Written problem A: Using the Toronto architecture guide, decide whether each statement agrees with it: (i) The French first set up settlement posts in Toronto during the mid-1750s. (ii) Stone is the most abundant building material in Toronto. (iii) The recessions of the early 1990s and late 2000s sped up redevelopment in inner-city Toronto. For each one, answer yes or no and quote the deciding words of the guide.
Written problem B: Pick up the Toronto architecture guide after its final sentence and keep writing it.

=== Selected extract ===

Architectural Style Guide: Toronto
Toronto is set on the shore of Lake Ontario along the southern border of Canada. It is a young and bustling city whose downtown core is filled with tall, glazed skyscrapers. The architecture scene in Toronto is currently growing and diversifying at a remarkable rate. Outside of the skyscraper core in downtown Toronto, the city is a patchwork of neighbourhoods, ethnic and cultural diversity, and beautiful green areas. Due to Toronto's geography and soil conditions, brick is the most abundant and readily available building material proliferating across the city.
A Brief History of Architectural Styles in Toronto
Now known as the financial capital of Canada, settlement posts were first set up by the French in Toronto during the mid-1750s. The early city grew up around port and manufacturing industries. The oldest architectural type in Toronto emerged with the construction of large industrial buildings by the harbour, which then continued to be developed along popular railway freight lines. As the British settled in Canada, Georgian, Victorian and Edwardian architectural styles began to spread through residential, commercial, cultural and factory architecture. Generally, Toronto has adopted worldwide architectural styles without too much variation, with the exception of bay-and-gable and Annex-style homes in specific residential areas.After World War II, Toronto began to shift focus from its manufacturing and industrial industries towards becoming a financial hub. At this time modern, postmodern and the International Style of architecture developed throughout the city. By the 1970s, deindustrialization of cities was becoming popular all over the world and Toronto was no exception. Factories started either disappearing completely or being converted into lofts and condominiums. The recessions of the early 1990s and late 2000s hampered redevelopment progress in inner-city Toronto. However, as the economy has stabilized, development and construction is once again booming with numerous so-called contemporary 'starchitects' claiming recent buildings in Toronto.

=== Supplied data ===

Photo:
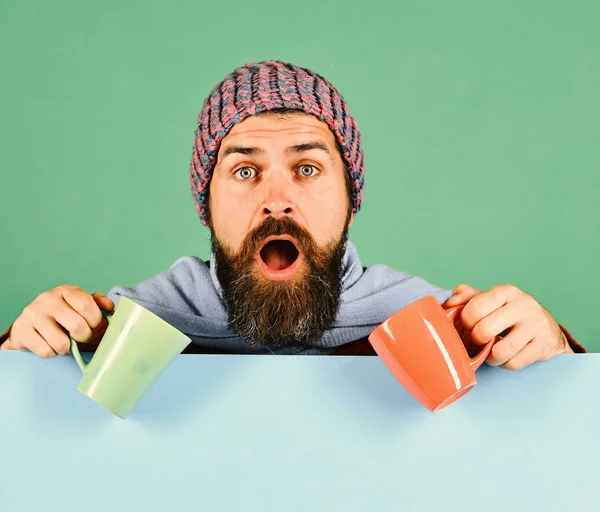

===

Final result A:
(i) Yes: "settlement posts were first set up by the French in Toronto during the mid-1750s"
(ii) No: "brick is the most abundant and readily available building material proliferating across the city"
(iii) No: "The recessions of the early 1990s and late 2000s hampered redevelopment progress in inner-city Toronto"

Final result B:
Early Industrial Architecture city centre
As mentioned, the earliest architecture in Toronto consisted of factory and industrial buildings, which built up along the harbour and freight lines from the harbour. A large cluster of Victorian-era industrial buildings have recently been redeveloped into the trendy Distillery District, slightly southeast of Old Toronto. This 13-acre site, originally a series of whiskey distillery buildings, has been turned into a popular mixed-use center filled with restaurants and boutiques. Much like developments in other harbour cities such as Ghirardelli Square in San Francisco or the Gaslamp Quarter in San Diego, this popular architectural restoration of 40 buildings within 10 blocks indicates a boom in heritage restoration and gentrification of old industrial architecture in Toronto.
The earlier neighbourhoods in Toronto were known as New Town and Old Town. These areas were sparsely populated, with mainly detached and semi-detached homes. In 1834, the city was split into five wards, all named after saints. At this time, larger Georgian, Edwardian and Victorian style homes were being built outside the city, however, these areas were still thought of as rural villages, homesteads and railway-based towns.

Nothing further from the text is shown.